## Exercise objective
Return, in full, each line of the material below that contains the string "tulip". Treat uppercase and lowercase letters as different.

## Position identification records

>>>

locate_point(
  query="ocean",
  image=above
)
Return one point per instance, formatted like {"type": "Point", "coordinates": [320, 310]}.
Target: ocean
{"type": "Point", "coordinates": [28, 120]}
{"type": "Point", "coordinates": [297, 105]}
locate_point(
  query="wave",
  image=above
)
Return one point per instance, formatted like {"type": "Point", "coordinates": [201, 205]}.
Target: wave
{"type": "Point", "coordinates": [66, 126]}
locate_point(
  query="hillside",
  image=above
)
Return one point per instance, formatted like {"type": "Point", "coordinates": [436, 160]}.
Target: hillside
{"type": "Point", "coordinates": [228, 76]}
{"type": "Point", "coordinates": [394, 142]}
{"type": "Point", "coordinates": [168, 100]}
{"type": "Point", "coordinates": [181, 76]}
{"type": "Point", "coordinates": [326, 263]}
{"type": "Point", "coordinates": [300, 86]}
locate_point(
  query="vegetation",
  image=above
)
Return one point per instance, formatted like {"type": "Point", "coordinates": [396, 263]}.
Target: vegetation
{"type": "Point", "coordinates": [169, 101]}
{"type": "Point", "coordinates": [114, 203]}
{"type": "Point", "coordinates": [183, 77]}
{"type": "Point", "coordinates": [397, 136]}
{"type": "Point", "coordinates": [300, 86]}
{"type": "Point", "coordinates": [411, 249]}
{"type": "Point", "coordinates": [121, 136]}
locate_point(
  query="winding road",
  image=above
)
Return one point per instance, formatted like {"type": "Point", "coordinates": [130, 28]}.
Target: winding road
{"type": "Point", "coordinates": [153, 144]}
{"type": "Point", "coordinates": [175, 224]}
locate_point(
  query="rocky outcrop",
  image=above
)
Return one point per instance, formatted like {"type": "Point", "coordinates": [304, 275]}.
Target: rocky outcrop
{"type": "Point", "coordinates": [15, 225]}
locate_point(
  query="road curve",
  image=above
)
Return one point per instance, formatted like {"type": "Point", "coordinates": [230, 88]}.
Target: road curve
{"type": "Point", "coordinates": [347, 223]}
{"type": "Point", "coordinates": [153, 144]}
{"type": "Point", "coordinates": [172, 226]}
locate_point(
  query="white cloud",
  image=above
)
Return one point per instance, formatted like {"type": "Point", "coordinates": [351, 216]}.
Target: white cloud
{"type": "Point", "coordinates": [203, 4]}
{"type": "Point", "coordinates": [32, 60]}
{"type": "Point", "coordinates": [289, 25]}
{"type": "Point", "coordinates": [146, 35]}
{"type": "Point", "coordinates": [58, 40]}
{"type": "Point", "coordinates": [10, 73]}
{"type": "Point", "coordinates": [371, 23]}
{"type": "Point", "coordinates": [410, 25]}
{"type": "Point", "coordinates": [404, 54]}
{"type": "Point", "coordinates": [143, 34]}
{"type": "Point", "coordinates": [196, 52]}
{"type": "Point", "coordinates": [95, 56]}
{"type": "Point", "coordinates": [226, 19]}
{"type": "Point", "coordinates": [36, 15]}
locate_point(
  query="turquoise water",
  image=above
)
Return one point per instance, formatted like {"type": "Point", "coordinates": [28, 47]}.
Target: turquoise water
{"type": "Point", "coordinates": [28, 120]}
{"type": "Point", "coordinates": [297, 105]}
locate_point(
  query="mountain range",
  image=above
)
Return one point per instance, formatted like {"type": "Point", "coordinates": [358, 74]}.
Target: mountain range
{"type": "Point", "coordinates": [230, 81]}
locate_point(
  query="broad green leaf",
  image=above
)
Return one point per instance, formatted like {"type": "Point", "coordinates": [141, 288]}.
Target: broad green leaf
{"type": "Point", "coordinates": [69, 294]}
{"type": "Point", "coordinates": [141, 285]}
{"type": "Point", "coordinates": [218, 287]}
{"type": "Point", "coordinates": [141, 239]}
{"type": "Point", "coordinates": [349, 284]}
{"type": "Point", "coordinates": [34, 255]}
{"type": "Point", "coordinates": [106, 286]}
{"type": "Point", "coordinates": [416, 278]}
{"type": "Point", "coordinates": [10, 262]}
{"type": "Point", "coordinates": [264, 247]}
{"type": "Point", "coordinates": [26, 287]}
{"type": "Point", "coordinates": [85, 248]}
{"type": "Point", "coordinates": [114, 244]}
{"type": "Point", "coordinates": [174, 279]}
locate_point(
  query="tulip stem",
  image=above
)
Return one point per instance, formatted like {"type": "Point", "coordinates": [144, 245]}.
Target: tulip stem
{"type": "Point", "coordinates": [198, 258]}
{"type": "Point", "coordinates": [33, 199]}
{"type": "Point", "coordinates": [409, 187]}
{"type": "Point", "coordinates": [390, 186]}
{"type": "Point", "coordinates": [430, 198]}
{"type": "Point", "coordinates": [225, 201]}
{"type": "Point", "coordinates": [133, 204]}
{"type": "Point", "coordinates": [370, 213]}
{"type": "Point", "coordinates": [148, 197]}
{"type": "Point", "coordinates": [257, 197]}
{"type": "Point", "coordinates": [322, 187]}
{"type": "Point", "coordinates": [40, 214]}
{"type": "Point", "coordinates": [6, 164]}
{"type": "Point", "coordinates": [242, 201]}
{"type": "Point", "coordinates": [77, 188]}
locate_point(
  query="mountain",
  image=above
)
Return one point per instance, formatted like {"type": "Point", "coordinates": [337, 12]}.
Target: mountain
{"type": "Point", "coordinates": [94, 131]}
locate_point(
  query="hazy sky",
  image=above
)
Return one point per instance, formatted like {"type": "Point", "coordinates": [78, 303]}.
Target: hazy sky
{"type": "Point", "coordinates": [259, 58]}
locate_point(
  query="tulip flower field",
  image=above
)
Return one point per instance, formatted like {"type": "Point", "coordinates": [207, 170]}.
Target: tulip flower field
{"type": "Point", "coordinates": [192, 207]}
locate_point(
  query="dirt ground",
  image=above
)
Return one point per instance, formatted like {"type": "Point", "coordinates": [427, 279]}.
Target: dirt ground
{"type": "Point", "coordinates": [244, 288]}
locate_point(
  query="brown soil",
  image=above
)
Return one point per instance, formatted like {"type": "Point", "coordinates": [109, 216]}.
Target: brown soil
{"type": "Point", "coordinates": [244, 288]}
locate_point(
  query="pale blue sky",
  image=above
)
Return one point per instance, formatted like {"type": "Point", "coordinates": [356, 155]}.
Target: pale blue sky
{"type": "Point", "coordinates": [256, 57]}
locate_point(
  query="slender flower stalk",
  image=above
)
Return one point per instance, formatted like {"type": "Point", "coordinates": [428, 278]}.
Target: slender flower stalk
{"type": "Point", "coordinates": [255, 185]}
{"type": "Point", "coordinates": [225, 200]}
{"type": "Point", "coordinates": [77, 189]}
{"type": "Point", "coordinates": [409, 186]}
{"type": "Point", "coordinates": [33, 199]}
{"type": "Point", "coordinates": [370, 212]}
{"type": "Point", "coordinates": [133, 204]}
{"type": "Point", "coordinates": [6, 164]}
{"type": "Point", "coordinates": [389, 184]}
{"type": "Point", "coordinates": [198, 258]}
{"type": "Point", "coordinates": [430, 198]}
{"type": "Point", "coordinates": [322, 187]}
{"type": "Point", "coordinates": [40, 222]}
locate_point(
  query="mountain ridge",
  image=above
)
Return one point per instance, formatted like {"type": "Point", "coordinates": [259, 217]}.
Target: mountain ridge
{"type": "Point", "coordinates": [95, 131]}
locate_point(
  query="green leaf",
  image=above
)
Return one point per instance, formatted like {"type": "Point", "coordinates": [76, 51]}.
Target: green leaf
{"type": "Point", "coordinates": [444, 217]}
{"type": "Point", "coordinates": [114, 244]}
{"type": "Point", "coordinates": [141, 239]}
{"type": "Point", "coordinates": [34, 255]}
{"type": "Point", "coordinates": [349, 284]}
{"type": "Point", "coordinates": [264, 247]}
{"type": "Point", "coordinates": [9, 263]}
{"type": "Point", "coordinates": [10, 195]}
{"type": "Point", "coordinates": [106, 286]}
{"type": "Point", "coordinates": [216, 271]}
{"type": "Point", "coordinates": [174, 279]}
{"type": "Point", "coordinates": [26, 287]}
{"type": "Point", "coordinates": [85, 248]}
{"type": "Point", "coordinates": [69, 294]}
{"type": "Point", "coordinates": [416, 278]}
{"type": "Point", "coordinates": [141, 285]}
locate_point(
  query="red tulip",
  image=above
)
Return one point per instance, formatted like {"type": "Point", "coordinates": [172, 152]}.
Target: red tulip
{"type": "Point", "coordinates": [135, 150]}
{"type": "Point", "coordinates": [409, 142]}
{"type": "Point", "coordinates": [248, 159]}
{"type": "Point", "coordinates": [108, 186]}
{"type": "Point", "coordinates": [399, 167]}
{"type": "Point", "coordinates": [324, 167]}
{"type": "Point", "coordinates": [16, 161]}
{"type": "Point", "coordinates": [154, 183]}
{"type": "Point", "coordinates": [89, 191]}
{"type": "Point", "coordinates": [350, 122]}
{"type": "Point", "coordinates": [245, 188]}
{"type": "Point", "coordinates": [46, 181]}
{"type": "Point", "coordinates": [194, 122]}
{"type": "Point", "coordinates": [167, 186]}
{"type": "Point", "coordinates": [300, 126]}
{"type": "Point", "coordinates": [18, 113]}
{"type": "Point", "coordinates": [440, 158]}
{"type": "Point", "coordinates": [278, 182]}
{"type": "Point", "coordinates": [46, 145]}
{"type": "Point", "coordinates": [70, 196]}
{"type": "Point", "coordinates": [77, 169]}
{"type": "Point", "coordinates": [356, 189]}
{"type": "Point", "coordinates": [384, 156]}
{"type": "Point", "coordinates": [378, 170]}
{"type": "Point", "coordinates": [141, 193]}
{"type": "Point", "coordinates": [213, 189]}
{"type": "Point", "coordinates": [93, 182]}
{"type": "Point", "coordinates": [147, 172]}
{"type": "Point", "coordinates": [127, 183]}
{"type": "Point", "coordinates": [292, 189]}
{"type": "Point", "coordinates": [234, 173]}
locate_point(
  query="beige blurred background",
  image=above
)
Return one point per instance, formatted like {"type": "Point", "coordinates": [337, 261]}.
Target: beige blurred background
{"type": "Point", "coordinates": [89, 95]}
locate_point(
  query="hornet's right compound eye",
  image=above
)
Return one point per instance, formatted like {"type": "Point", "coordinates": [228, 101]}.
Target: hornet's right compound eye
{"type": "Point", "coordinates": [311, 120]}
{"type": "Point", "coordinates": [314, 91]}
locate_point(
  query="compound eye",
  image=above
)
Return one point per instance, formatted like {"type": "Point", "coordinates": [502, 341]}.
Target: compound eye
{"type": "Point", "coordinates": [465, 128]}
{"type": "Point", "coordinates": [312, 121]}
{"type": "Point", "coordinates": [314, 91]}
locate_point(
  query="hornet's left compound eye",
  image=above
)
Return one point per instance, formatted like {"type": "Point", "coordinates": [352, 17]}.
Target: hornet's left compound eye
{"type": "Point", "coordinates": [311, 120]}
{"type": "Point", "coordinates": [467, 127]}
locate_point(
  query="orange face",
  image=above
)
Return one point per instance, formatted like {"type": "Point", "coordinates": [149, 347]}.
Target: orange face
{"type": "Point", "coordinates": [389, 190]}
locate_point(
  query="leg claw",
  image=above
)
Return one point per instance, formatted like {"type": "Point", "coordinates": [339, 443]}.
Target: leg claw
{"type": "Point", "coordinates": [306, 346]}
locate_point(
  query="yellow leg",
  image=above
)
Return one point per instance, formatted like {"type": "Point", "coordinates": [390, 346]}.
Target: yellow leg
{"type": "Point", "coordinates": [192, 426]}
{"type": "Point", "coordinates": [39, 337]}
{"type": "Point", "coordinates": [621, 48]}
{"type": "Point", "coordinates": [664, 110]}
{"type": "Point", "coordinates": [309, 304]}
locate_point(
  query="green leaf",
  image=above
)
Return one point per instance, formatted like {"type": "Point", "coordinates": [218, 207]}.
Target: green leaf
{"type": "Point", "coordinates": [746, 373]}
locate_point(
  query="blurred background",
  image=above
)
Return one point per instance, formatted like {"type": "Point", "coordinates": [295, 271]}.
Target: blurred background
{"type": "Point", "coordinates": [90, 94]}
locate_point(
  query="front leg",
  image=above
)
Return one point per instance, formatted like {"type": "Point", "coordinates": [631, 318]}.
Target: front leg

<<<

## Full response
  query="tulip stem",
Target: tulip stem
  query="tulip flower field",
Target: tulip flower field
  query="red tulip",
Target: red tulip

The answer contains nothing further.